I think we've bumped into both of them. And so in terms of -- I know in the past -- maybe this is a different question. But in the past, you haven't wanted to compete -- have competing products with a lot of those customers of your kind of cloud giants or comm software customers just because they were such good customers and you didn't want to compete with them. Just as you think about expanding the portfolio and addressing more of the enterprise market, does any of that philosophy change? Or just kind of how are you thinking about evolving that portfolio?

David Morken

executive
#25

That's a terrific question. Communications is suddenly at the very center of the AI season because in conversational AI, you have to support that dialogue. So the feature set and the benefits that we have to make real for enterprise customers in the communications layer is more than enough red meat for all the young lions that we have at the company. And so we know our goal. We think it's vital. And the Maestro orchestration layer on top of a global owned and operated network is a massively important piece of infrastructure to support what our customers are doing up-stack. So nothing changes about our philosophy. It's been very effective.

• [RECORDED INFORMATION]:
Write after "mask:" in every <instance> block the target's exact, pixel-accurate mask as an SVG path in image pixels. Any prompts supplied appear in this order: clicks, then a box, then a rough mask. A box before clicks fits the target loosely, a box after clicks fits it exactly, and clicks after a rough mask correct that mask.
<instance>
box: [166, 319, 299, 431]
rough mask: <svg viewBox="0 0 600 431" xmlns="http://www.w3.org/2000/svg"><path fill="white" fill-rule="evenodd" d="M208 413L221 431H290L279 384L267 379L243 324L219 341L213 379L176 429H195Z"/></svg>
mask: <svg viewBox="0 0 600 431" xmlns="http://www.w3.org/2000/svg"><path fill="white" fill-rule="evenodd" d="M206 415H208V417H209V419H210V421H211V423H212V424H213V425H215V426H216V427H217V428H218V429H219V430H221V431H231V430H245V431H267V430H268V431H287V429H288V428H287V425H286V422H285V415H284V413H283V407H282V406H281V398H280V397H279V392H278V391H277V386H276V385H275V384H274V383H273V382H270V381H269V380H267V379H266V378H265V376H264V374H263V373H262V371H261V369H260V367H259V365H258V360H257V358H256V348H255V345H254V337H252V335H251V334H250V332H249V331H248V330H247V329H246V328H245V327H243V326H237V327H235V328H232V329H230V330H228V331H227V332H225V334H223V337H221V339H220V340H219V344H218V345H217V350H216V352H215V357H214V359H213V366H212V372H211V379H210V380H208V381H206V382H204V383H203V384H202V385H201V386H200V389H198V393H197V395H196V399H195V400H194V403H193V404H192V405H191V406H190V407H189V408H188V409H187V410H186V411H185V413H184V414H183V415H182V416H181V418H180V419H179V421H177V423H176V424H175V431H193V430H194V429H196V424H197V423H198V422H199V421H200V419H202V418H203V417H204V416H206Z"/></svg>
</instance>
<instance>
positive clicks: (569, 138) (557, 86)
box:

• [WORK REQUIRED]:
Quote each sentence in David Morken's reply in the transcript that starts with the word "And" or the word "So".

• [TASK OUTPUT]:
- So the feature set and the benefits that we have to make real for enterprise customers in the communications layer is more than enough red meat for all the young lions that we have at the company.
- And so we know our goal.
- And the Maestro orchestration layer on top of a global owned and operated network is a massively important piece of infrastructure to support what our customers are doing up-stack.
- So nothing changes about our philosophy.